TASK GOAL:
The records below must be retyped exactly.

● ● ●

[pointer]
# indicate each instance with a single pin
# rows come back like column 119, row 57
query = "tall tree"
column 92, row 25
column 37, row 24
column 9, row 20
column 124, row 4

● ● ●

SOLUTION FOR THIS TASK:
[pointer]
# indicate each instance with a single pin
# rows come back like column 119, row 57
query = "tall tree"
column 92, row 25
column 37, row 24
column 9, row 20
column 124, row 4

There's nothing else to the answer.